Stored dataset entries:
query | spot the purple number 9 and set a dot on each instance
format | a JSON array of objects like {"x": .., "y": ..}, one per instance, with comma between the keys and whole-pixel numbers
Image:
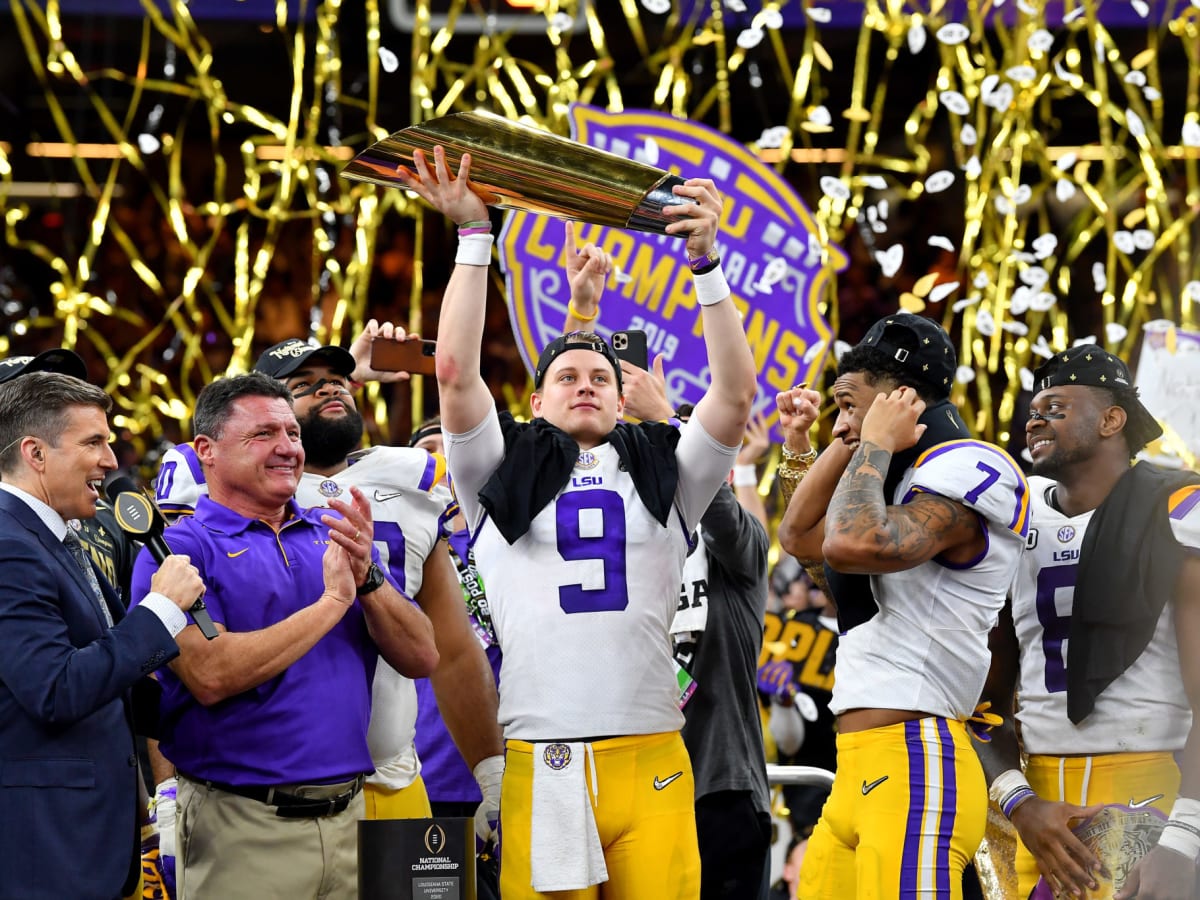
[
  {"x": 1055, "y": 628},
  {"x": 605, "y": 543}
]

Goal: Copy the listing above word for word, leaving out the pictures.

Task answer:
query | spot the purple number 9 and set a dot on each instance
format | a JSON array of objects like {"x": .., "y": ..}, one per instance, with comma between the keys and whole-pixel numbers
Image:
[
  {"x": 1055, "y": 628},
  {"x": 605, "y": 543}
]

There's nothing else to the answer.